# TASK DIRECTIONS
Only the lines from the line holding "Indicate every instance of the excavator cab" through the final line of the entries below are to be returned, exactly as they stand.

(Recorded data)
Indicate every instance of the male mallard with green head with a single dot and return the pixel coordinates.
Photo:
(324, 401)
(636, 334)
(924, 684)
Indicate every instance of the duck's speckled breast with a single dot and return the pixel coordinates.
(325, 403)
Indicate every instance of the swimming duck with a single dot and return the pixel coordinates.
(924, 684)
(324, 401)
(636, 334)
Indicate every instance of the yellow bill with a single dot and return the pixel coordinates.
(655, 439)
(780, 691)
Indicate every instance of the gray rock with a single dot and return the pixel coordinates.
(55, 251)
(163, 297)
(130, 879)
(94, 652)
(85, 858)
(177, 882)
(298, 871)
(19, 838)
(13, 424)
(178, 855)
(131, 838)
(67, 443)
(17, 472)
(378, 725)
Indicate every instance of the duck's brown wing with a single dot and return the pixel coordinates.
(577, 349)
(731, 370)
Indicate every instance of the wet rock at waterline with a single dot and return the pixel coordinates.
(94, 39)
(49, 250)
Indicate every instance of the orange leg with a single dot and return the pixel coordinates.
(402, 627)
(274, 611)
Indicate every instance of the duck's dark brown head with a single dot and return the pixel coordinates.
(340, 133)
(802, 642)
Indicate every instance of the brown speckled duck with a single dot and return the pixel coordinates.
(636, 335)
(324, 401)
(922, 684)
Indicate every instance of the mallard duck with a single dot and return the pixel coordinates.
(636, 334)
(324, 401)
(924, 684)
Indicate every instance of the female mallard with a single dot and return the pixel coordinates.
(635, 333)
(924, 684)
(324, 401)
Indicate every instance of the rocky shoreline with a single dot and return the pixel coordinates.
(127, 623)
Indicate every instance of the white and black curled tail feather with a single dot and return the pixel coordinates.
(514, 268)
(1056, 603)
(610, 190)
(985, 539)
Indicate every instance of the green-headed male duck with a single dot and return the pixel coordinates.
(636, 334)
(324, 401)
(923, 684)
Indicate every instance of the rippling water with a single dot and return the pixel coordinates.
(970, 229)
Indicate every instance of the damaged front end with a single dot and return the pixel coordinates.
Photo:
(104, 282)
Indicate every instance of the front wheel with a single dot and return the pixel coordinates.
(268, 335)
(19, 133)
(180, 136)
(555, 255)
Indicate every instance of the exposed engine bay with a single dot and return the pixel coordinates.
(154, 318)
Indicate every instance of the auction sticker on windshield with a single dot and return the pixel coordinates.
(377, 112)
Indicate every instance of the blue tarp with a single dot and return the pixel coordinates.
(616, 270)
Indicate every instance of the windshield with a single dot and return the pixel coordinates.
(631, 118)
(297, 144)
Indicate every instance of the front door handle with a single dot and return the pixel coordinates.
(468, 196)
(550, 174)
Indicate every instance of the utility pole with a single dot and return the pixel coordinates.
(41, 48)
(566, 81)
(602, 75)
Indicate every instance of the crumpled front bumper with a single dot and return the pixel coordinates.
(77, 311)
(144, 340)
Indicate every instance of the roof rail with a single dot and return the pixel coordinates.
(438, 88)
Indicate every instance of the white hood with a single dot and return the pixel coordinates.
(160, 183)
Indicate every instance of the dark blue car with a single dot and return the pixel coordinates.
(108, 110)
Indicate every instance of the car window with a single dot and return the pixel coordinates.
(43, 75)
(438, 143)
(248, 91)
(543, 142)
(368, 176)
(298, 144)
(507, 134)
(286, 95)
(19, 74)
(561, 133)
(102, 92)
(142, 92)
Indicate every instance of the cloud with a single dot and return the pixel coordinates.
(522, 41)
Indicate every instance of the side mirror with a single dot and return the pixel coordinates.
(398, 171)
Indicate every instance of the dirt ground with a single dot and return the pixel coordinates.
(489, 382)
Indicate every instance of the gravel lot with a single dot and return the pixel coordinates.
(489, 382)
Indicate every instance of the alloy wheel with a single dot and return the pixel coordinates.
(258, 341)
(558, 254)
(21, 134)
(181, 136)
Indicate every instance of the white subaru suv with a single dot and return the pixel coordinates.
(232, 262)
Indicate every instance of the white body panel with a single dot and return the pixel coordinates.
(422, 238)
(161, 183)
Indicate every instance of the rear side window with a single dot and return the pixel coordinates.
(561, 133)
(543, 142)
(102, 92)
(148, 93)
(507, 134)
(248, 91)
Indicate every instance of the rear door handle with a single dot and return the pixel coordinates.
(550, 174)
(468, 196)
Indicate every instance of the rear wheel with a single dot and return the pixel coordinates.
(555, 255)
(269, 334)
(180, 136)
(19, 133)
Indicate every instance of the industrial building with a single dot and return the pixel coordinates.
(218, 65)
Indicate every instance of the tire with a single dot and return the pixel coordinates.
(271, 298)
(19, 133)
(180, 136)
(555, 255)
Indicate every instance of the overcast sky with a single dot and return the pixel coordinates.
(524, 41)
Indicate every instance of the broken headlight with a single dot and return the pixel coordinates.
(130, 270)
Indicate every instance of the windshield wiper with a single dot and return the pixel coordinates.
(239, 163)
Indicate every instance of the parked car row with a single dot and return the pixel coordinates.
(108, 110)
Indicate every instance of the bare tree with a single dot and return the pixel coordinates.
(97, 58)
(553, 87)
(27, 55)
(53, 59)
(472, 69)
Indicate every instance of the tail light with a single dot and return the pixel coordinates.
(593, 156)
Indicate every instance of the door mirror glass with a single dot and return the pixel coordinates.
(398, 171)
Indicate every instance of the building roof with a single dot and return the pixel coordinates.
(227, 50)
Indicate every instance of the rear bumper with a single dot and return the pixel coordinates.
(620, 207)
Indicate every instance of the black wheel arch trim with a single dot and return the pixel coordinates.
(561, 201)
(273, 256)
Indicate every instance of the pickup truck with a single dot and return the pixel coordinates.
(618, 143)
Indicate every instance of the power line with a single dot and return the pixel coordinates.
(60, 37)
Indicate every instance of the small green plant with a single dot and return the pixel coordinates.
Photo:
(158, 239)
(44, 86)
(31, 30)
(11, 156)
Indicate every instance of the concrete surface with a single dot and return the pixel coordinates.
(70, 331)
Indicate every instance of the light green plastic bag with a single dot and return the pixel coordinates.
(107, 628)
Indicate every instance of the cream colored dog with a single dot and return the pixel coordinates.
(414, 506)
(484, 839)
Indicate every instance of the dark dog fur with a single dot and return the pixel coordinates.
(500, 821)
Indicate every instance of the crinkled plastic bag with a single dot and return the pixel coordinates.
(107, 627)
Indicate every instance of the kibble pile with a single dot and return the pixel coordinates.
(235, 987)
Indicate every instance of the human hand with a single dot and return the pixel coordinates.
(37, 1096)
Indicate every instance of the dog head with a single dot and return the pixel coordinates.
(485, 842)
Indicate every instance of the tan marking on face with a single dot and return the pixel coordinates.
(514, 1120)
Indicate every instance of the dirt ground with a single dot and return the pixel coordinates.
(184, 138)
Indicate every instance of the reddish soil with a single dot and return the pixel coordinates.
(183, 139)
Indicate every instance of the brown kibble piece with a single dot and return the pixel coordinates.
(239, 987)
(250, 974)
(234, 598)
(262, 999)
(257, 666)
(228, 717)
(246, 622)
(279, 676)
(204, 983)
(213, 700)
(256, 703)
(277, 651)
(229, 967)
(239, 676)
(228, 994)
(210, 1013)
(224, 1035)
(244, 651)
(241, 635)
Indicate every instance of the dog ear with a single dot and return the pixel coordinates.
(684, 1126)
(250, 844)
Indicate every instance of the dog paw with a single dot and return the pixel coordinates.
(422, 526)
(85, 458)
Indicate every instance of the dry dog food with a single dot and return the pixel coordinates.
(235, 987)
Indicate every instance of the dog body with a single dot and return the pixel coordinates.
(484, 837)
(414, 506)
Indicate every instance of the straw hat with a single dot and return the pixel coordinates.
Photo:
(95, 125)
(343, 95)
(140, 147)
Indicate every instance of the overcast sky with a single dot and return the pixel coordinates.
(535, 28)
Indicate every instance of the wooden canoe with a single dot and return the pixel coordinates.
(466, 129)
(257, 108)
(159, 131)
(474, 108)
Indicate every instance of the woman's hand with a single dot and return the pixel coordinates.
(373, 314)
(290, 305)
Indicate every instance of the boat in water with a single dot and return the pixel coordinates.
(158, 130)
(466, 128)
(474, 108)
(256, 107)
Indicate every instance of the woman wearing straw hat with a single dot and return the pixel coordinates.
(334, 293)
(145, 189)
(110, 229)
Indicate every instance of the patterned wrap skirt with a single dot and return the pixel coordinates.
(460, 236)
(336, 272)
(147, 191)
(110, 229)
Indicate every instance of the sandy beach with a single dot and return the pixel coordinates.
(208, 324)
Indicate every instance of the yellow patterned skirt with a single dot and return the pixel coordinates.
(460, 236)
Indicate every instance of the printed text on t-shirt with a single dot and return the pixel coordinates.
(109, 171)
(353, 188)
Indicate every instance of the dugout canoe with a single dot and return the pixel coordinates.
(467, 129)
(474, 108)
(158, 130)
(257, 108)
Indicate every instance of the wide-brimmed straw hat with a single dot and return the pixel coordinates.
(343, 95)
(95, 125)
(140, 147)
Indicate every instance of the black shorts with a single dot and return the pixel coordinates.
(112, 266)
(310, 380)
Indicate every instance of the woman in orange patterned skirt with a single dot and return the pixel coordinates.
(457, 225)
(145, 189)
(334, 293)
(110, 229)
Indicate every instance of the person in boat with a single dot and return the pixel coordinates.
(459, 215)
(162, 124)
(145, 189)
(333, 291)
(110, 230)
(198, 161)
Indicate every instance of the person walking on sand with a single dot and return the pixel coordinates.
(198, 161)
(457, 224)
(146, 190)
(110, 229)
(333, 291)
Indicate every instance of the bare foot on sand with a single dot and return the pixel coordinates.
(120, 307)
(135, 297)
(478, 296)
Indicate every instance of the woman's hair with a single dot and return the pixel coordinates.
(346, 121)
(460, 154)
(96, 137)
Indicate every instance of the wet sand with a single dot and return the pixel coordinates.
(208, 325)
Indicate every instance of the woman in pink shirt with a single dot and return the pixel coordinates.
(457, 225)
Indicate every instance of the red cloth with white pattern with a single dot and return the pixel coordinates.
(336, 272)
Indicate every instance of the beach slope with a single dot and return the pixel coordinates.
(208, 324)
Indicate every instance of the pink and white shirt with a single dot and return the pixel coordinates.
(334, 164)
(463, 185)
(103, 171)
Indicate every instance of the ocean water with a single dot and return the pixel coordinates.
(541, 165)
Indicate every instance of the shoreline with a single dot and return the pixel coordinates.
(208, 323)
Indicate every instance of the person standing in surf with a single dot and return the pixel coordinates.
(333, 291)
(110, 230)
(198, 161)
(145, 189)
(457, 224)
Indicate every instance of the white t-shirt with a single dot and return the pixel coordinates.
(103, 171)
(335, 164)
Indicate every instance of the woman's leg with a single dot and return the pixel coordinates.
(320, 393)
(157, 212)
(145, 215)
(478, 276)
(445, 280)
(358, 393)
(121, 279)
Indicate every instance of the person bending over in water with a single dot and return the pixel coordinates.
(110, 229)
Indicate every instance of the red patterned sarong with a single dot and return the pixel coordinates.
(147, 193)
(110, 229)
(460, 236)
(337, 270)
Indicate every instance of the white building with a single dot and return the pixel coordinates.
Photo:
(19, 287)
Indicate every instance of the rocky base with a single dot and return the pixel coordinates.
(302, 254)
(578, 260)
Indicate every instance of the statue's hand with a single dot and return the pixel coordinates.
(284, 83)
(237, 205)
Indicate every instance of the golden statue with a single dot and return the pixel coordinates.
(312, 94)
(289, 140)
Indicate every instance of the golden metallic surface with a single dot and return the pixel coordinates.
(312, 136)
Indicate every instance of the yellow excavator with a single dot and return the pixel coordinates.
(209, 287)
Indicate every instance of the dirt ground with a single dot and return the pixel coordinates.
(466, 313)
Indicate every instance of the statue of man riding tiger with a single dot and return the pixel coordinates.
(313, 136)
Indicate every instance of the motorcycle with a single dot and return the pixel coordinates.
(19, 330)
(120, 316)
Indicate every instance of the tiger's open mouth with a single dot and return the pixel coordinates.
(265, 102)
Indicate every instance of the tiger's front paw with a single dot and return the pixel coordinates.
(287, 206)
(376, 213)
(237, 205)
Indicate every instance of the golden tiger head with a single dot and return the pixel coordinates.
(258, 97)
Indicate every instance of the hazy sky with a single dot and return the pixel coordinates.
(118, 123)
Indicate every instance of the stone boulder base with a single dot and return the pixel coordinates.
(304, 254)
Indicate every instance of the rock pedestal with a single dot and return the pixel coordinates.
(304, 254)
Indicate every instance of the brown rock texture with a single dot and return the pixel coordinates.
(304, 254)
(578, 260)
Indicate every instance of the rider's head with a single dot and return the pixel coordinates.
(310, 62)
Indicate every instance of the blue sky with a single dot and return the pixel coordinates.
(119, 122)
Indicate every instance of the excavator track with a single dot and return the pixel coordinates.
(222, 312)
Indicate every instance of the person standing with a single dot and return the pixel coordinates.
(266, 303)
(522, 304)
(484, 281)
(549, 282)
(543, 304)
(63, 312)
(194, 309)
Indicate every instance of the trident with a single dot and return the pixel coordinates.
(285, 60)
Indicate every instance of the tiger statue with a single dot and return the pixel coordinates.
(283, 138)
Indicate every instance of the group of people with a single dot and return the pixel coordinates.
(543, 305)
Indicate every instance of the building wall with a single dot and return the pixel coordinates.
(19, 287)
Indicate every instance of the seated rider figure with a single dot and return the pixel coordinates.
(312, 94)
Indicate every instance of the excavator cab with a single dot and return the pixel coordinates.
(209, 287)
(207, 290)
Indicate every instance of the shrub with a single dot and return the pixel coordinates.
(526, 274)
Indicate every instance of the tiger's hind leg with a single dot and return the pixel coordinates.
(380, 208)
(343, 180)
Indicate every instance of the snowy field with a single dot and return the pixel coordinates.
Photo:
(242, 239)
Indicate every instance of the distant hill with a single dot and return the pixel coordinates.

# SOLVED EXERCISE
Indicate every instance of the excavator cab with a single dot and return the pixel coordinates.
(209, 287)
(207, 290)
Indicate every instance of the shrub with a single dot and return the pixel coordinates.
(526, 274)
Indicate every instance of the tiger's hind leg with a single dot and return the pixel coordinates.
(380, 208)
(343, 180)
Indicate every instance of the snowy field with a single dot and return the pixel coordinates.
Photo:
(242, 239)
Indicate every instance of the distant hill with a single dot and return the pixel coordinates.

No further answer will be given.